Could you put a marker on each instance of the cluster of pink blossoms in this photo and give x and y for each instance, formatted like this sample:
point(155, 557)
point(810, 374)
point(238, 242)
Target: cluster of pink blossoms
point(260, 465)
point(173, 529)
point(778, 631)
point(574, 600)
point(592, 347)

What you are asked to do>
Give back every line of the data exactly.

Result of the exercise>
Could you put a marker on each instance of the cluster of pink blossoms in this photo and give x and y for each instance, formatted like this sample:
point(155, 557)
point(810, 374)
point(238, 242)
Target: cluster of pink blossoms
point(260, 465)
point(173, 529)
point(778, 631)
point(574, 600)
point(592, 347)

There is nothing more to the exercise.